*Text shown:*
Now, you might think I spend all my time despising tickers, hoarders and traders. No. Oh no. They angry up my blood at one end of the craft beer spectrum, namely the spooge end. There's another odd sub-grouping who drink at the other end, and whose existence made me curious. There it would have remained but for an event a couple of years ago.
I'm talking about "Hipsters", almost always usually paired with the pejorative, "Douchebag". Learn more here. In New York, a large enclave can be found in the emerging neighbourhood of Williamsburg, in Brooklyn.
I recall visiting NYC in Spring 2005, when a topic of conversation was the rising popularity of old-time lite beers like Pabst Blue Ribbon and Schlitz(1). Turned out that the NYC hipsters had turned on to their dad's beers, decided they were "ironic" and "relevant", and consequently demand was through the roof. Amusing, but so long as good beer bars weren't being swamped by these weird kids stopping me from sampling the best of American Craft, a footnote.

*What you will do:*
(1) Decide whether each statement agrees with the passage on hipsters and beer. Answer yes or no, and quote the words of the passage that decide it.
(a) The writer visited New York City in Spring 2005.
(b) According to the writer, a large enclave of hipsters can be found in Williamsburg, in Brooklyn.
(c) The writer says the hipsters had turned on to their mothers' beers.
(2) In the passage on hipsters and beer, which two old-time lite beers were rising in popularity?
(3) Resume the passage on hipsters and beer, writing on from its final sentence.

*Raw data:*
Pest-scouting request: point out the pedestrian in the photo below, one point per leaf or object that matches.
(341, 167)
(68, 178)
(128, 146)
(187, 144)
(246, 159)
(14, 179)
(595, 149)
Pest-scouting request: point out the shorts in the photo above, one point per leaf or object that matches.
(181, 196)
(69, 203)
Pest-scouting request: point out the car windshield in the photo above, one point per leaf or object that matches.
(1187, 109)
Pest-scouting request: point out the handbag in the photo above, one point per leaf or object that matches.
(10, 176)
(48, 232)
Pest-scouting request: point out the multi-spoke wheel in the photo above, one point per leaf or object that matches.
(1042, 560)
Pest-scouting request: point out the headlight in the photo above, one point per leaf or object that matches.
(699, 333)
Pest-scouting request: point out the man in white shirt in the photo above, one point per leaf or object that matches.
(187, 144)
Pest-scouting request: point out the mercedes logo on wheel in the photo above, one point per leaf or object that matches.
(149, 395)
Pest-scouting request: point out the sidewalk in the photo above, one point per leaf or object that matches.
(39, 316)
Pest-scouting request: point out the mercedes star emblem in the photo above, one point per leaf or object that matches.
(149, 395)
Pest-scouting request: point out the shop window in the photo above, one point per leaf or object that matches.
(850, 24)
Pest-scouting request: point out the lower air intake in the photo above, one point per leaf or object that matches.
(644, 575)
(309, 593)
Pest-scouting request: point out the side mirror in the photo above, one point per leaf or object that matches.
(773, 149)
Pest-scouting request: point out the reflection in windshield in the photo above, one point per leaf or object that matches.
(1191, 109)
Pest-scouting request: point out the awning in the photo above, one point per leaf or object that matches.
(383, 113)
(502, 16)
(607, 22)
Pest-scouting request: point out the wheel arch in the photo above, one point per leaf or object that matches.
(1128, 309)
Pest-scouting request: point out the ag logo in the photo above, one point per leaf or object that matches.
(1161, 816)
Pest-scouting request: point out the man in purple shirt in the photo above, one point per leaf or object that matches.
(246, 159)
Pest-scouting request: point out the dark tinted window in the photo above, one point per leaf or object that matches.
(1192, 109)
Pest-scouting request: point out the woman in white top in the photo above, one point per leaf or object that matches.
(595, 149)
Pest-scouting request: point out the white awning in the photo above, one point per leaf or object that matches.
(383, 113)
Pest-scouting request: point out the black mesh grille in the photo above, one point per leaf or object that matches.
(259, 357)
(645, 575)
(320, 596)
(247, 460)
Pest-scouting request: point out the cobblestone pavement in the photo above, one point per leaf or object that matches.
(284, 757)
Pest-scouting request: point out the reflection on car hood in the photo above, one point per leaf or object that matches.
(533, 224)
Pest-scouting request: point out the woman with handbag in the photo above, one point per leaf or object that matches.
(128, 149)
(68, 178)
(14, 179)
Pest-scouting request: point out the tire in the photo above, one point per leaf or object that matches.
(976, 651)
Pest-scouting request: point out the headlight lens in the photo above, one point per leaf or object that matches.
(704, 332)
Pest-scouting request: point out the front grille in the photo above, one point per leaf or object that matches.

*Written responses:*
(1)
(a) Yes: "I recall visiting NYC in Spring 2005"
(b) Yes: "a large enclave can be found in the emerging neighbourhood of Williamsburg, in Brooklyn"
(c) No: "the NYC hipsters had turned on to their dad's beers"

(2) Pabst Blue Ribbon and Schlitz.

(3)
Fast-forward to November the same year. I was heading back to the city after a trip to Southampton Publick House on Long Island. I had spooge to share with some mates, and we agreed to meet at Barcade, then a newish bar in Williamsburg notable for its banks of retro arcade games like Frogger and Galaxian. Ironic enough to be on the Friday night HD pub crawl. The place was empty when I got there, but soon started to fill with identikit lads, all with Morrissey specs, black Peter Pan haircuts, knitwear and black drainpipe jeans. The women they were squiring were straight out of the HD catalogue. All looked the same. All sounded the same, All drinking bloody PBR. I was fascinated.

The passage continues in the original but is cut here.